Farther afield, she led on-site professional development programs for bilingual teachers in Monterrey, Mexico, and San Jose, Costa Rica, and facilitated the drafting of a K-12 writing curriculum on the Navajo reservation in northern Arizona.
She served on the James Moffett Memorial Award committee and the National Writing Project State and Regional Network Leadership Team. In 1996, Carol began working as a consultant with the Great Valley Writing Project
at Cal State Stanislaus. Five years later, Mary Ann Smith, executive director of the California Writing Project, selected her to lead GVWP.
More than 800 teachers and administrators and 400 students and their families  participate directly in GVWP programs annually. Carol has supported teacher consultants to lead family writing nights, student writing camps and professional book studies at their school sites. GVWP offers conferences, Saturday Seminars and Invitational Leadership Institutes for teachers. GVWP partners with the Migrant Education Program to provide four-week summer writing academies. In
2005, Carol organized the English Learners Symposium at CSU Stanislaus for teachers and Mini-Corps students. In 2007, GVWP received the Golden Apple Award for outstanding service to San Joaquin County educators.

Carol has served on the board of Give Every Child A Chance in Tracy, was a project leader for the Jefferson 4-H Club and is a 35-year volunteer for the Children’s Home Society of California. She has been president of the
Tracy Sister City Association since 2012 and has chaperoned student delegations to Japan. She resides in Tracy with her husband, Larry. They have two children: Carly, an attorney in Honolulu, and Rob, a landscape
architect in Walnut Creek.

 

Maureen Minnehan Jones, recipient of the 2017 Literacy Hero Award
Each and every day, ordinary people do extraordinary things to promote literacy in our communities. With these awards, we celebrate the selfless acts of three regional heroes who champion the cause of literacy in San Joaquin and Stanislaus counties.

Maureen Minnehan Jones is a registered nurse, author, and speaker who lives in Oakdale, California. In 2012, she was invited to participate in a new festival designed to excite interest in reading and provide support for local authors. She immediately asked, “What can I do to help?”

Since that time, Maureen has worked hard to make the Great Valley Bookfest a huge success. From the outset, she invested many hours helping the nonprofit team find and enlist authors. In 2015, she became the chairperson of the Bookfest Authors’ Committee, bringing in increasingly well-known authors each year.

================

# WRITTEN REQUEST 1:
Answer these from the literacy award text:
(a) In what year did Carol begin working as a consultant with the Great Valley Writing Project?
(b) What award did GVWP receive in 2007?
(c) In what town does Maureen Minnehan Jones live?
# WRITTEN REQUEST 2:
Retype the literacy award text between "Maureen Minnehan Jones, recipient" and "and Stanislaus counties.", inclusive.
The material after this text is separate from it.

# MATERIAL SUPPLIED:
================

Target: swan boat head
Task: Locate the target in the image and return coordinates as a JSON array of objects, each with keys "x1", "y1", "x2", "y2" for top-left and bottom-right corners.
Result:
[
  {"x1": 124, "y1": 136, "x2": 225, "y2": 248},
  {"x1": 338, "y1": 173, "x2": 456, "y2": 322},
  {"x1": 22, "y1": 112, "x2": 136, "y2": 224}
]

================

# WRITTEN SOLUTION 1:
(a) 1996
(b) The Golden Apple Award
(c) Oakdale, California

# WRITTEN SOLUTION 2:
Maureen Minnehan Jones, recipient of the 2017 Literacy Hero Award
Each and every day, ordinary people do extraordinary things to promote literacy in our communities. With these awards, we celebrate the selfless acts of three regional heroes who champion the cause of literacy in San Joaquin and Stanislaus counties.